___ DATASET ROWS ___

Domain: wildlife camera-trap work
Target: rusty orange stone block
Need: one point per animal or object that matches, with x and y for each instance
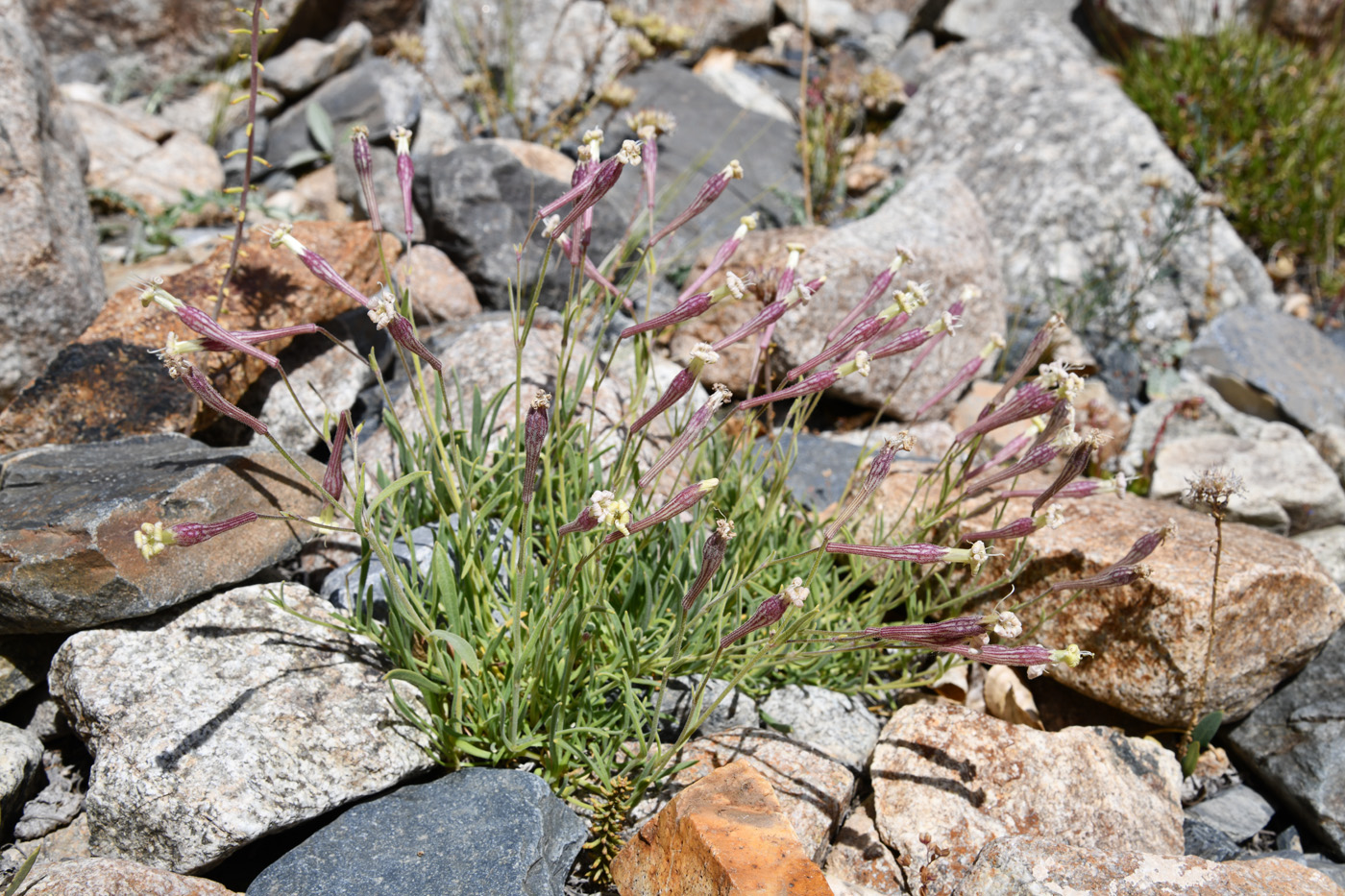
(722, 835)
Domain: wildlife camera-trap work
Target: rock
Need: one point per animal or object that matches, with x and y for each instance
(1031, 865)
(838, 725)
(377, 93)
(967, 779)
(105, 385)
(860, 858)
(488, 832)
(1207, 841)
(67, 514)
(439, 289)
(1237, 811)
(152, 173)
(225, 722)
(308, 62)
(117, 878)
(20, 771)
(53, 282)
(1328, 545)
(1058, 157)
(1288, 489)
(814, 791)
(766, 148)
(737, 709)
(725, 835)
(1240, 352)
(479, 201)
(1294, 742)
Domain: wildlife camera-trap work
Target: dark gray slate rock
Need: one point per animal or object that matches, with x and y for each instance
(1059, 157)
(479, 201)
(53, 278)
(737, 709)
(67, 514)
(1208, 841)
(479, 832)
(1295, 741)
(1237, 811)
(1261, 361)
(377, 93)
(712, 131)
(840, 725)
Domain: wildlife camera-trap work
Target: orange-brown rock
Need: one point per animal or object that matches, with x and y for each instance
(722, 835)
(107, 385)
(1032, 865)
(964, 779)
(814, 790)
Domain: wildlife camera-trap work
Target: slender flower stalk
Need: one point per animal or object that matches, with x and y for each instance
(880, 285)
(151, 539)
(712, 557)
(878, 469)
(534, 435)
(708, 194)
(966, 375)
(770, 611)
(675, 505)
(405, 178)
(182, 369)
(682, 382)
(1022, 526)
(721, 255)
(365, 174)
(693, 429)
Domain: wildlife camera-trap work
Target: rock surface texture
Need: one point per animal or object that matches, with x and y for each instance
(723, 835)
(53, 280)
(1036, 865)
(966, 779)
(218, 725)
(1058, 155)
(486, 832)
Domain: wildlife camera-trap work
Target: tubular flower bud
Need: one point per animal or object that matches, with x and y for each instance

___

Please rename "wildlife camera-trap work" to "camera-trap survey" everywhere in the lines above and change nothing else. Leave the pictures out of your answer.

Domain: camera-trap survey
Target: rusty orange stone block
Need: one point per animal or object that matches, with x and y for each instance
(722, 835)
Domain: camera-trap survey
Target: rock
Need: one point per animal or object that matches, with x and y for each instance
(1031, 865)
(838, 725)
(377, 93)
(967, 779)
(105, 385)
(860, 858)
(488, 832)
(1207, 841)
(67, 514)
(439, 289)
(1237, 811)
(152, 173)
(225, 722)
(308, 62)
(117, 878)
(20, 771)
(53, 282)
(1328, 545)
(1058, 157)
(1288, 489)
(814, 791)
(766, 148)
(737, 709)
(725, 835)
(1240, 352)
(479, 201)
(1294, 742)
Domain: camera-trap survey
Target: dark gray slate rock
Need: one point per animal or object that matches, with x and y for each instance
(1059, 157)
(479, 201)
(53, 278)
(737, 709)
(67, 514)
(1208, 841)
(479, 832)
(1295, 741)
(1237, 811)
(1261, 361)
(377, 93)
(712, 131)
(840, 725)
Domain: camera-trap survey
Target: orange-brown rock
Need: one point per animal or object that matches, with x and y for each instance
(722, 835)
(107, 385)
(1032, 865)
(964, 779)
(814, 790)
Domain: camera-trap survey
Target: slender flower stalk
Need: one point per animal or object that matches, with x and y for each instance
(880, 285)
(151, 539)
(712, 557)
(878, 469)
(534, 435)
(708, 194)
(966, 375)
(770, 611)
(675, 505)
(405, 178)
(182, 369)
(682, 382)
(1022, 526)
(721, 255)
(365, 174)
(693, 429)
Domain: camera-trap survey
Target: rock surface texture
Need: one point per animal or object that matches, with x and y for each instance
(723, 835)
(53, 280)
(1036, 865)
(966, 779)
(218, 725)
(1058, 155)
(486, 832)
Domain: camera-trap survey
Target: tubular flower bud
Need: one point per animal or object that matches, with x and y for each instance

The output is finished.